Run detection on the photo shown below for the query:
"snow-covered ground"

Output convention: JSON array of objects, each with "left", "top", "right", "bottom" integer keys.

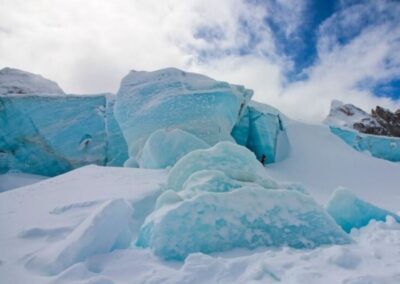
[{"left": 0, "top": 123, "right": 400, "bottom": 284}]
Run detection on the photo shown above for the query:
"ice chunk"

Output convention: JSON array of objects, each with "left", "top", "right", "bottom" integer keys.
[
  {"left": 0, "top": 67, "right": 64, "bottom": 95},
  {"left": 136, "top": 185, "right": 351, "bottom": 260},
  {"left": 326, "top": 188, "right": 400, "bottom": 232},
  {"left": 26, "top": 199, "right": 133, "bottom": 275},
  {"left": 179, "top": 170, "right": 246, "bottom": 198},
  {"left": 168, "top": 142, "right": 277, "bottom": 191},
  {"left": 105, "top": 94, "right": 128, "bottom": 167},
  {"left": 139, "top": 129, "right": 210, "bottom": 169},
  {"left": 115, "top": 68, "right": 252, "bottom": 165},
  {"left": 232, "top": 102, "right": 289, "bottom": 164},
  {"left": 330, "top": 126, "right": 400, "bottom": 162}
]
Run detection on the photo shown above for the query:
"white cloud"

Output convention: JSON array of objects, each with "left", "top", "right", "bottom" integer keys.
[{"left": 0, "top": 0, "right": 400, "bottom": 120}]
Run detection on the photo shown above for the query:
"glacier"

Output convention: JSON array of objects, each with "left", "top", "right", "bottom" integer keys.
[
  {"left": 139, "top": 129, "right": 210, "bottom": 169},
  {"left": 136, "top": 141, "right": 351, "bottom": 260},
  {"left": 115, "top": 68, "right": 252, "bottom": 166},
  {"left": 232, "top": 101, "right": 290, "bottom": 164},
  {"left": 326, "top": 188, "right": 400, "bottom": 232},
  {"left": 167, "top": 141, "right": 277, "bottom": 191},
  {"left": 0, "top": 67, "right": 65, "bottom": 96},
  {"left": 0, "top": 94, "right": 127, "bottom": 176},
  {"left": 136, "top": 185, "right": 351, "bottom": 260},
  {"left": 330, "top": 126, "right": 400, "bottom": 162}
]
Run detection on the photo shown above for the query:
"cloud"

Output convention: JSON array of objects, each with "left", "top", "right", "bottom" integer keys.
[{"left": 0, "top": 0, "right": 400, "bottom": 121}]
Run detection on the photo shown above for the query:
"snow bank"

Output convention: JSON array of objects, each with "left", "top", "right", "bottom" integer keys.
[
  {"left": 326, "top": 188, "right": 400, "bottom": 232},
  {"left": 136, "top": 186, "right": 351, "bottom": 260},
  {"left": 0, "top": 67, "right": 64, "bottom": 96},
  {"left": 26, "top": 199, "right": 133, "bottom": 275},
  {"left": 139, "top": 129, "right": 210, "bottom": 169},
  {"left": 115, "top": 68, "right": 252, "bottom": 165},
  {"left": 168, "top": 142, "right": 277, "bottom": 191},
  {"left": 330, "top": 127, "right": 400, "bottom": 162}
]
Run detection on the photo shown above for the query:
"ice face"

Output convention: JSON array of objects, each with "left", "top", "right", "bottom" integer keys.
[
  {"left": 0, "top": 95, "right": 127, "bottom": 176},
  {"left": 115, "top": 68, "right": 252, "bottom": 165},
  {"left": 232, "top": 102, "right": 289, "bottom": 164},
  {"left": 326, "top": 188, "right": 400, "bottom": 232},
  {"left": 139, "top": 129, "right": 210, "bottom": 169},
  {"left": 136, "top": 185, "right": 351, "bottom": 260},
  {"left": 168, "top": 142, "right": 277, "bottom": 191},
  {"left": 0, "top": 67, "right": 64, "bottom": 96},
  {"left": 330, "top": 126, "right": 400, "bottom": 162}
]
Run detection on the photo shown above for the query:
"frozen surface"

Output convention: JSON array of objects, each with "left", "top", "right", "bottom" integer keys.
[
  {"left": 0, "top": 165, "right": 400, "bottom": 284},
  {"left": 136, "top": 186, "right": 351, "bottom": 260},
  {"left": 266, "top": 122, "right": 400, "bottom": 212},
  {"left": 0, "top": 172, "right": 47, "bottom": 192},
  {"left": 115, "top": 68, "right": 252, "bottom": 166},
  {"left": 139, "top": 129, "right": 210, "bottom": 169},
  {"left": 0, "top": 95, "right": 127, "bottom": 176},
  {"left": 232, "top": 102, "right": 289, "bottom": 164},
  {"left": 326, "top": 188, "right": 400, "bottom": 232},
  {"left": 0, "top": 67, "right": 64, "bottom": 96},
  {"left": 330, "top": 126, "right": 400, "bottom": 162},
  {"left": 168, "top": 142, "right": 276, "bottom": 191}
]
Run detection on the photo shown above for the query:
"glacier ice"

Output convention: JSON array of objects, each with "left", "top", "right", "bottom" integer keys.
[
  {"left": 139, "top": 129, "right": 210, "bottom": 169},
  {"left": 136, "top": 184, "right": 351, "bottom": 260},
  {"left": 26, "top": 199, "right": 133, "bottom": 275},
  {"left": 0, "top": 67, "right": 64, "bottom": 96},
  {"left": 0, "top": 95, "right": 127, "bottom": 176},
  {"left": 330, "top": 126, "right": 400, "bottom": 162},
  {"left": 232, "top": 102, "right": 289, "bottom": 164},
  {"left": 326, "top": 188, "right": 400, "bottom": 232},
  {"left": 115, "top": 68, "right": 252, "bottom": 166},
  {"left": 168, "top": 141, "right": 277, "bottom": 191}
]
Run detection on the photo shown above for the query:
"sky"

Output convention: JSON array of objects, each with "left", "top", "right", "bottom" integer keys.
[{"left": 0, "top": 0, "right": 400, "bottom": 122}]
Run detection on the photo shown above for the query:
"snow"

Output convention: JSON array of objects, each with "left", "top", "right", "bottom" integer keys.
[
  {"left": 115, "top": 68, "right": 252, "bottom": 166},
  {"left": 168, "top": 142, "right": 277, "bottom": 191},
  {"left": 266, "top": 121, "right": 400, "bottom": 212},
  {"left": 0, "top": 67, "right": 64, "bottom": 96},
  {"left": 326, "top": 188, "right": 400, "bottom": 232},
  {"left": 139, "top": 129, "right": 210, "bottom": 169},
  {"left": 330, "top": 126, "right": 400, "bottom": 162},
  {"left": 136, "top": 185, "right": 351, "bottom": 260},
  {"left": 0, "top": 172, "right": 47, "bottom": 192}
]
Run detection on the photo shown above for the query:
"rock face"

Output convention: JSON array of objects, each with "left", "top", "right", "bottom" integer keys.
[
  {"left": 325, "top": 101, "right": 400, "bottom": 137},
  {"left": 0, "top": 67, "right": 64, "bottom": 96}
]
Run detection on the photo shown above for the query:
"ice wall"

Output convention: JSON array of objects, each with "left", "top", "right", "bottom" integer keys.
[
  {"left": 232, "top": 102, "right": 289, "bottom": 164},
  {"left": 115, "top": 68, "right": 252, "bottom": 166},
  {"left": 0, "top": 95, "right": 126, "bottom": 176}
]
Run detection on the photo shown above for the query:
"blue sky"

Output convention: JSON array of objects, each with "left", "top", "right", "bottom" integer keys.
[{"left": 0, "top": 0, "right": 400, "bottom": 121}]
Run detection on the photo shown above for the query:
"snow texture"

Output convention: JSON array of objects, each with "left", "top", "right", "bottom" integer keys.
[
  {"left": 0, "top": 67, "right": 64, "bottom": 96},
  {"left": 330, "top": 126, "right": 400, "bottom": 162},
  {"left": 139, "top": 129, "right": 210, "bottom": 169},
  {"left": 136, "top": 185, "right": 351, "bottom": 260},
  {"left": 115, "top": 68, "right": 252, "bottom": 166},
  {"left": 168, "top": 142, "right": 277, "bottom": 191},
  {"left": 26, "top": 199, "right": 132, "bottom": 275},
  {"left": 326, "top": 188, "right": 400, "bottom": 232}
]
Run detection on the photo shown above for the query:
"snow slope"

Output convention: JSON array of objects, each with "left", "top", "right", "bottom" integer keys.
[
  {"left": 0, "top": 163, "right": 400, "bottom": 284},
  {"left": 266, "top": 122, "right": 400, "bottom": 212}
]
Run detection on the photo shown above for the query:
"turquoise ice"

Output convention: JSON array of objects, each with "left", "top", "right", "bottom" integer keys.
[
  {"left": 115, "top": 68, "right": 252, "bottom": 166},
  {"left": 326, "top": 188, "right": 400, "bottom": 232}
]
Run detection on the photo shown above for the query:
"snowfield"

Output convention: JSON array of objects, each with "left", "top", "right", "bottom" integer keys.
[{"left": 0, "top": 123, "right": 400, "bottom": 284}]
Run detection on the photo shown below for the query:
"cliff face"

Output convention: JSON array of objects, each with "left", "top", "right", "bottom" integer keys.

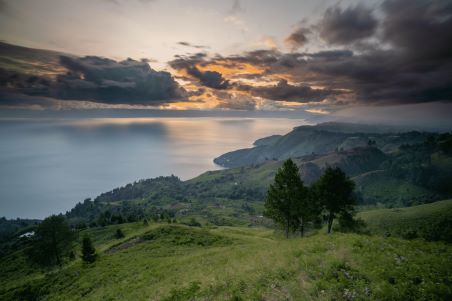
[{"left": 214, "top": 123, "right": 427, "bottom": 167}]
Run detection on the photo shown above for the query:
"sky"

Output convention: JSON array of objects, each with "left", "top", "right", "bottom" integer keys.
[{"left": 0, "top": 0, "right": 452, "bottom": 119}]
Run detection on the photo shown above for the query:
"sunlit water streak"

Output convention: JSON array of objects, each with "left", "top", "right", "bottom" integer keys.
[{"left": 0, "top": 118, "right": 304, "bottom": 218}]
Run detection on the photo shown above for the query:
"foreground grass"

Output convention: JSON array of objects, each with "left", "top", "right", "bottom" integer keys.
[{"left": 0, "top": 224, "right": 452, "bottom": 300}]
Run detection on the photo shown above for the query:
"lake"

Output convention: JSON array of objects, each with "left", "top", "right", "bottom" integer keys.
[{"left": 0, "top": 117, "right": 305, "bottom": 218}]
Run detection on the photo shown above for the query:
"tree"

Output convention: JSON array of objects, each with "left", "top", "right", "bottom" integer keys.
[
  {"left": 296, "top": 187, "right": 322, "bottom": 236},
  {"left": 313, "top": 167, "right": 355, "bottom": 233},
  {"left": 264, "top": 159, "right": 307, "bottom": 237},
  {"left": 115, "top": 229, "right": 124, "bottom": 238},
  {"left": 28, "top": 215, "right": 75, "bottom": 265},
  {"left": 82, "top": 235, "right": 97, "bottom": 263}
]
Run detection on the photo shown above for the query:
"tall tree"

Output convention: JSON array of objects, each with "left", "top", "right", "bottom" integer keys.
[
  {"left": 264, "top": 159, "right": 307, "bottom": 237},
  {"left": 82, "top": 235, "right": 97, "bottom": 263},
  {"left": 296, "top": 187, "right": 322, "bottom": 236},
  {"left": 313, "top": 167, "right": 355, "bottom": 233},
  {"left": 28, "top": 215, "right": 75, "bottom": 265}
]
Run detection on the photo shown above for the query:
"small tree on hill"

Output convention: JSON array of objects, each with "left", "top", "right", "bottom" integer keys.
[
  {"left": 27, "top": 215, "right": 75, "bottom": 265},
  {"left": 296, "top": 187, "right": 322, "bottom": 236},
  {"left": 82, "top": 235, "right": 97, "bottom": 263},
  {"left": 115, "top": 229, "right": 124, "bottom": 238},
  {"left": 313, "top": 167, "right": 355, "bottom": 233},
  {"left": 264, "top": 159, "right": 307, "bottom": 237}
]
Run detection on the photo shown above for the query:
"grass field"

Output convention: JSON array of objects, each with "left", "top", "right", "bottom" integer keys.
[
  {"left": 0, "top": 223, "right": 452, "bottom": 300},
  {"left": 358, "top": 200, "right": 452, "bottom": 242}
]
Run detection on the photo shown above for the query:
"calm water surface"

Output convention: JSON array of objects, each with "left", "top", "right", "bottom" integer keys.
[{"left": 0, "top": 118, "right": 304, "bottom": 218}]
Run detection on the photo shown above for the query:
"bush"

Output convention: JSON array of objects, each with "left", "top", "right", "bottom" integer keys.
[
  {"left": 82, "top": 236, "right": 97, "bottom": 263},
  {"left": 115, "top": 229, "right": 124, "bottom": 239}
]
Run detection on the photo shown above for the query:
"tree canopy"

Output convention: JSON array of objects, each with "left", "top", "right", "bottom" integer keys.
[
  {"left": 313, "top": 167, "right": 355, "bottom": 233},
  {"left": 28, "top": 215, "right": 75, "bottom": 265},
  {"left": 264, "top": 159, "right": 307, "bottom": 237}
]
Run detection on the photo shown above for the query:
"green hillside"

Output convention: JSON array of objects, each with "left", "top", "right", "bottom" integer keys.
[
  {"left": 0, "top": 223, "right": 452, "bottom": 300},
  {"left": 353, "top": 170, "right": 439, "bottom": 207},
  {"left": 358, "top": 200, "right": 452, "bottom": 242}
]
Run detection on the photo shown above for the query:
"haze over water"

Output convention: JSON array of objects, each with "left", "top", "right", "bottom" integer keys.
[{"left": 0, "top": 117, "right": 304, "bottom": 218}]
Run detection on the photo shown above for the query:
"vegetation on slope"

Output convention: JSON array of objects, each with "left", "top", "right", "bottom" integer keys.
[
  {"left": 359, "top": 200, "right": 452, "bottom": 243},
  {"left": 0, "top": 223, "right": 452, "bottom": 300}
]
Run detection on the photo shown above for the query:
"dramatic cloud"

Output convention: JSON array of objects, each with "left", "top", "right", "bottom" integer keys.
[
  {"left": 382, "top": 0, "right": 452, "bottom": 60},
  {"left": 0, "top": 45, "right": 185, "bottom": 105},
  {"left": 241, "top": 79, "right": 334, "bottom": 103},
  {"left": 284, "top": 27, "right": 311, "bottom": 49},
  {"left": 0, "top": 0, "right": 452, "bottom": 110},
  {"left": 169, "top": 53, "right": 229, "bottom": 89},
  {"left": 57, "top": 56, "right": 182, "bottom": 104},
  {"left": 177, "top": 41, "right": 209, "bottom": 49},
  {"left": 318, "top": 5, "right": 378, "bottom": 45}
]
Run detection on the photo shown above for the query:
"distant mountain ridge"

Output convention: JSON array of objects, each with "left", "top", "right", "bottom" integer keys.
[{"left": 214, "top": 122, "right": 430, "bottom": 167}]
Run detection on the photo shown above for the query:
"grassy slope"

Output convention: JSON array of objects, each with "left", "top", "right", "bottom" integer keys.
[
  {"left": 358, "top": 200, "right": 452, "bottom": 242},
  {"left": 353, "top": 170, "right": 436, "bottom": 206},
  {"left": 0, "top": 223, "right": 452, "bottom": 300}
]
============
# Task details
Count the lines in the entries above that contain the string "slope", and reply with that number alone.

# Task solution
3